:: Ziel ::
Ordne die Auflistung, beginnend an ihrem Anfang und endend mit der Zeile, die "[20, 232, 109, 304]" enthält, als zweispaltige CSV mit den Spalten auftrag und wert an, wobei jeder Text zusammen mit den ihm folgenden Koordinaten eine Zeile bildet. Setze beide Felder in Anführungszeichen, ersetze Zeilenumbrüche durch Leerzeichen und lass die Bilder weg.

:: Rohdaten ::
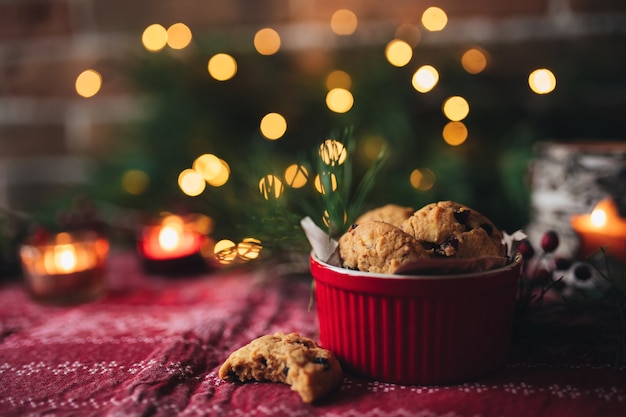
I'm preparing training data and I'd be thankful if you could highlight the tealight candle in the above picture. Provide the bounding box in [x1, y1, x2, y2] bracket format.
[570, 198, 626, 260]
[138, 215, 206, 275]
[20, 232, 109, 304]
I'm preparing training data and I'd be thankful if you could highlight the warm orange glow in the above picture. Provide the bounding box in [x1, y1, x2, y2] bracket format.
[442, 96, 469, 122]
[285, 164, 309, 188]
[442, 122, 467, 146]
[411, 65, 439, 93]
[570, 198, 626, 260]
[461, 48, 487, 74]
[208, 53, 237, 81]
[141, 23, 167, 52]
[409, 168, 435, 191]
[326, 70, 352, 90]
[422, 7, 448, 32]
[319, 139, 348, 166]
[385, 39, 413, 67]
[326, 88, 354, 113]
[75, 69, 102, 98]
[254, 28, 280, 55]
[260, 113, 287, 140]
[330, 9, 359, 36]
[141, 215, 202, 259]
[528, 68, 556, 94]
[167, 23, 192, 49]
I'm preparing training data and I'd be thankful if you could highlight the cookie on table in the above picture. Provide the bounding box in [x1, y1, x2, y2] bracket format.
[219, 333, 343, 403]
[339, 221, 430, 274]
[400, 201, 506, 258]
[354, 204, 415, 227]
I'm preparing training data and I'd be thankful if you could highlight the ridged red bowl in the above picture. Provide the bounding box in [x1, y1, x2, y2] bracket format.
[310, 256, 520, 385]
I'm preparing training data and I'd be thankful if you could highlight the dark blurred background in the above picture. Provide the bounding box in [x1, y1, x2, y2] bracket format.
[0, 0, 626, 254]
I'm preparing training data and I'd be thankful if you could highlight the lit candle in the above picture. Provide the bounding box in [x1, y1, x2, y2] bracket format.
[138, 215, 207, 275]
[570, 198, 626, 260]
[20, 232, 109, 303]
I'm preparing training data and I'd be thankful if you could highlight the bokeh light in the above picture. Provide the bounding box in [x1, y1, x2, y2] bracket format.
[208, 53, 237, 81]
[411, 65, 439, 93]
[206, 159, 230, 187]
[122, 169, 150, 195]
[285, 164, 309, 188]
[528, 68, 556, 94]
[461, 48, 487, 74]
[442, 96, 469, 122]
[213, 239, 237, 265]
[178, 168, 206, 197]
[422, 6, 448, 32]
[326, 88, 354, 113]
[237, 237, 263, 261]
[330, 9, 359, 36]
[254, 28, 280, 55]
[192, 153, 222, 181]
[141, 23, 167, 52]
[260, 113, 287, 140]
[259, 174, 285, 200]
[395, 23, 422, 48]
[167, 23, 192, 49]
[442, 122, 467, 146]
[75, 69, 102, 98]
[385, 39, 413, 67]
[313, 172, 337, 194]
[326, 70, 352, 91]
[319, 139, 348, 166]
[409, 168, 435, 191]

:: Lösung der Aufgabe ::
auftrag,wert
"I'm preparing training data and I'd be thankful if you could highlight the tealight candle in the above picture. Provide the bounding box in [x1, y1, x2, y2] bracket format.","[570, 198, 626, 260] [138, 215, 206, 275] [20, 232, 109, 304]"